▸ What you will do
Return each line of the listing below that contains the word "green", copying every such line in full.

▸ Records to use
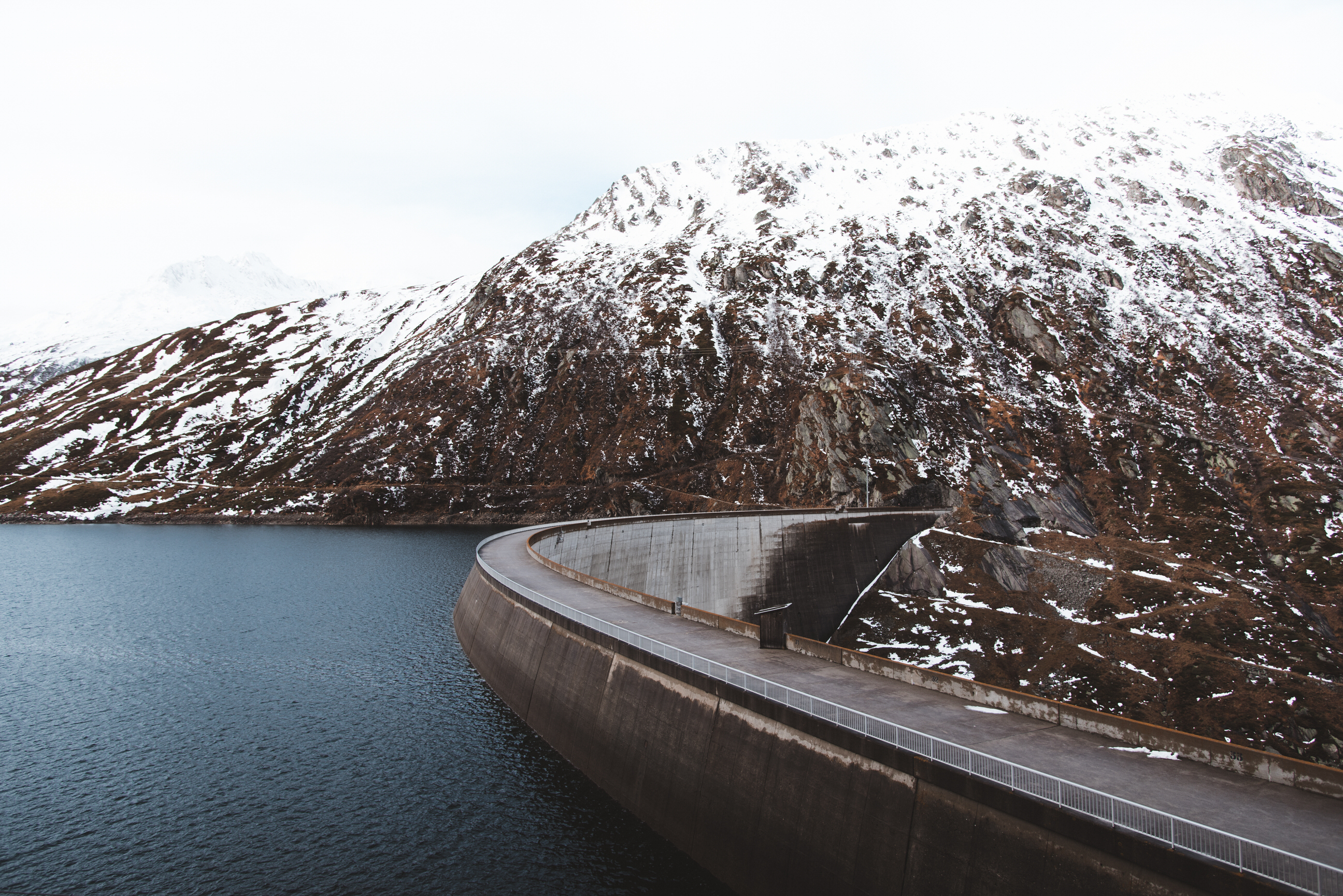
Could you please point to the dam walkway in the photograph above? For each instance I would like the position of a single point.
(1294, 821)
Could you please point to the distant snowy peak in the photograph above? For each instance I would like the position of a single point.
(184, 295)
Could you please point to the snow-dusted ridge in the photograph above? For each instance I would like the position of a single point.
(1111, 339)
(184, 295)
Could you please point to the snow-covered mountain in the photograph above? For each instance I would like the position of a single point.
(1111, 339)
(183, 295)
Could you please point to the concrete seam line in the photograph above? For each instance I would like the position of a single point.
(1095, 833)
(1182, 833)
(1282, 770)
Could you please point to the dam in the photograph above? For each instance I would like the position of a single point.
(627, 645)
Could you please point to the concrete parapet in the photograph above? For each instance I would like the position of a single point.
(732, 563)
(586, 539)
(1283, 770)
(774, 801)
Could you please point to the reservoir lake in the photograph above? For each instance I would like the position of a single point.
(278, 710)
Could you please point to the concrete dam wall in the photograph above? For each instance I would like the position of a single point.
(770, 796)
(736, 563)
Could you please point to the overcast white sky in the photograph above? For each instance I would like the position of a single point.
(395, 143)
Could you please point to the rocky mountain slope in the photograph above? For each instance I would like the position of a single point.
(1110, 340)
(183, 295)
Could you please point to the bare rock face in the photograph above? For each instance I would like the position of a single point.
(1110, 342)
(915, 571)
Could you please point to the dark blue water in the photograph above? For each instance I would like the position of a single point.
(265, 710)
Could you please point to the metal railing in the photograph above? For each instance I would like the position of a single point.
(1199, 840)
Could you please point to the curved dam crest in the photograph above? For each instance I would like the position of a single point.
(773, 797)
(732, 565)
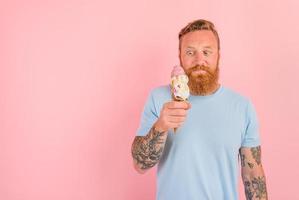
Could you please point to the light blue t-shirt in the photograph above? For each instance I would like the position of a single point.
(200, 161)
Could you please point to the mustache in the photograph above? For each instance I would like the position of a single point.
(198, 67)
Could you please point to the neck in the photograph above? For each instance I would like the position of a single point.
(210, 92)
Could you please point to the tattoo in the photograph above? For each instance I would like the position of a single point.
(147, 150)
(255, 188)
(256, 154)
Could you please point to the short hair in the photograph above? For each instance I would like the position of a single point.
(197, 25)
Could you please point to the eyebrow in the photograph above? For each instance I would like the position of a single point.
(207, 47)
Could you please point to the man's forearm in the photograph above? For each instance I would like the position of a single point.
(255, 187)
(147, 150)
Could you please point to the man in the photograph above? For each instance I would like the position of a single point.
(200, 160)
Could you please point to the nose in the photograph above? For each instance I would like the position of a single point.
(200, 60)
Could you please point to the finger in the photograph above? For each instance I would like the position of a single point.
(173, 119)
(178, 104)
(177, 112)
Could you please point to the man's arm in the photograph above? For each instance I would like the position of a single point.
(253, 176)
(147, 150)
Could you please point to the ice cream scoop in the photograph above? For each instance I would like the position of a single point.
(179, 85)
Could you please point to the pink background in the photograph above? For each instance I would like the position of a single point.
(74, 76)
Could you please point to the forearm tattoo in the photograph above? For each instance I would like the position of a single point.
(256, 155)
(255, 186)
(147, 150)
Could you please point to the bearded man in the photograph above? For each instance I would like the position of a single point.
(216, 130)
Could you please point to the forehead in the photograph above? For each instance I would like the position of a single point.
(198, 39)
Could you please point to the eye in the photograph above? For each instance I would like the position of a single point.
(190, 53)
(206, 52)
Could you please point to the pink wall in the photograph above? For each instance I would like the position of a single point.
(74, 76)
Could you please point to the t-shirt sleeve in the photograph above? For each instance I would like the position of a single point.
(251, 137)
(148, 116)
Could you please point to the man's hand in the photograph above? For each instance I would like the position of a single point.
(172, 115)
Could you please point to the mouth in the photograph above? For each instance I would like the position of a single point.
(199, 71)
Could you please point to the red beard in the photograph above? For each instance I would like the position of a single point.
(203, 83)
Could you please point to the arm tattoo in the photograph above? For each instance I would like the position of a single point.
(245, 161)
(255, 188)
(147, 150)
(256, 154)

---

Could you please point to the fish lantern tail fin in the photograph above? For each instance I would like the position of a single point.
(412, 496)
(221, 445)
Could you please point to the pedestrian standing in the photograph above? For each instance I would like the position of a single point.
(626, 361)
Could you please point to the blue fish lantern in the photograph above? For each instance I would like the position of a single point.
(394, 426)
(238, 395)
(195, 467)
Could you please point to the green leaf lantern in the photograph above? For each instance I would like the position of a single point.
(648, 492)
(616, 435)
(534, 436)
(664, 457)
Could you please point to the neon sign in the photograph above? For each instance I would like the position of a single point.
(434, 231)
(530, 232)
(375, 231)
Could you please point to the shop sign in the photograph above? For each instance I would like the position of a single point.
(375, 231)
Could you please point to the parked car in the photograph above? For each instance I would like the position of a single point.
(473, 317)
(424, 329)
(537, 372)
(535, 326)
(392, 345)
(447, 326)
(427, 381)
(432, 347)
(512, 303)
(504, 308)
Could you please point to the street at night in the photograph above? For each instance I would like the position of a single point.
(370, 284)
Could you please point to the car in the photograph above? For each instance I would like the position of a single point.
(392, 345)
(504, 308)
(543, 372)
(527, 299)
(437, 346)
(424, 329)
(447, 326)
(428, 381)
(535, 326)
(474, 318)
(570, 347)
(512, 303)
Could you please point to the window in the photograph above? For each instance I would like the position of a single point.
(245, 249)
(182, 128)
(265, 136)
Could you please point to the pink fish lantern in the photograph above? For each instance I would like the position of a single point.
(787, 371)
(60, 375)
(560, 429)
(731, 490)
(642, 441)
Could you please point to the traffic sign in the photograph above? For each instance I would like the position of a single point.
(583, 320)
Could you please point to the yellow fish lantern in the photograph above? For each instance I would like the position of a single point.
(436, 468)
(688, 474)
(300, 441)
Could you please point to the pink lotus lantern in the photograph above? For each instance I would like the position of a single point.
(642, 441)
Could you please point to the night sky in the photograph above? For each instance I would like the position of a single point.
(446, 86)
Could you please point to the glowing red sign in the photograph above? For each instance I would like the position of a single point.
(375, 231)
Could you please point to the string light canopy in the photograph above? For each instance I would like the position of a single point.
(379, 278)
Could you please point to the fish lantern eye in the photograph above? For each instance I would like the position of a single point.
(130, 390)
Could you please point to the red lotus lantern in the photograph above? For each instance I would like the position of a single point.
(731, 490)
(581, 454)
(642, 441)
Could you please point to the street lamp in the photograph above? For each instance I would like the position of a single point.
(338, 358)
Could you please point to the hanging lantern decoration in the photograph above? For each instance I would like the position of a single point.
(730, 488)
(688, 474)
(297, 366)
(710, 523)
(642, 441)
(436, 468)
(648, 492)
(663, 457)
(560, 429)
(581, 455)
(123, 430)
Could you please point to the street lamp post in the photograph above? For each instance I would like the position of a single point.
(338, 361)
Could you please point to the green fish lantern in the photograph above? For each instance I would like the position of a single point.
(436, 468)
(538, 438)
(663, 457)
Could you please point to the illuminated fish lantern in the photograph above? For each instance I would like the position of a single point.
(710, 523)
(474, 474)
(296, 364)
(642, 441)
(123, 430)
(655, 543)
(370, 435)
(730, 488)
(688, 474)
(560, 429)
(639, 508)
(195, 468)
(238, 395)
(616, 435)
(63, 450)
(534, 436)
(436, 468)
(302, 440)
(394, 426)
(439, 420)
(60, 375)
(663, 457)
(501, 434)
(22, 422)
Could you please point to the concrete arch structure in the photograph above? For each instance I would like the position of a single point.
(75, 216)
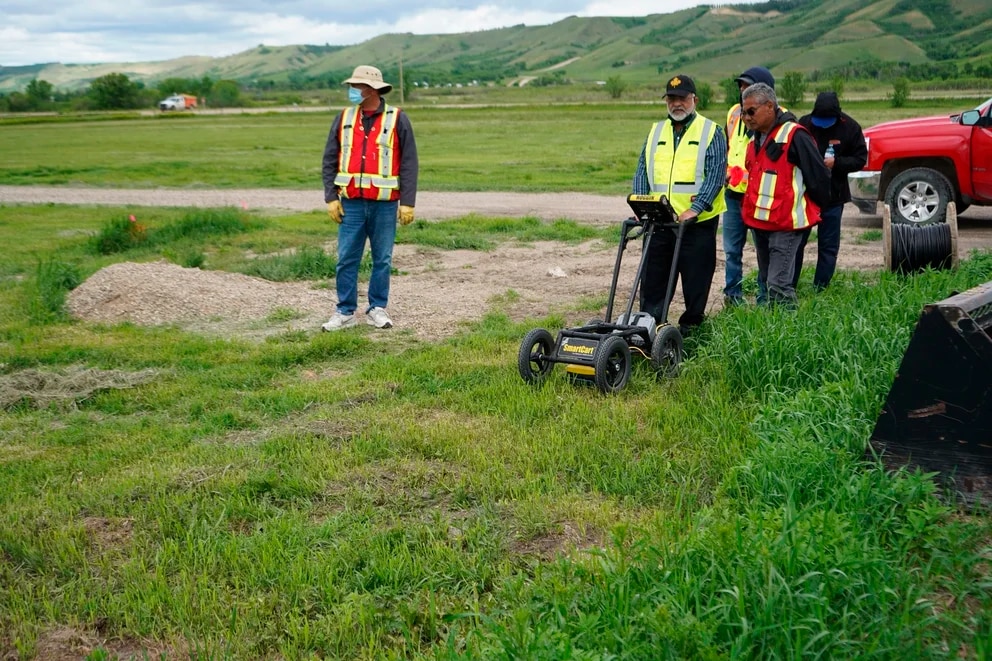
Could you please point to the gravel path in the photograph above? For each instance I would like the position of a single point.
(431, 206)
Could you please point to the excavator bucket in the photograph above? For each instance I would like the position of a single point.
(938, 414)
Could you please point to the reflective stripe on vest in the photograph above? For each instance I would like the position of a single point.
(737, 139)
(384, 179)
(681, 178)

▸ Exercise response
Could you please point to the green leaf lantern in the photograph above? For each instance I would like the position of a single point.
Could you please point to the green fish lantern in the photograph above? For each instance I would like the position of a single point.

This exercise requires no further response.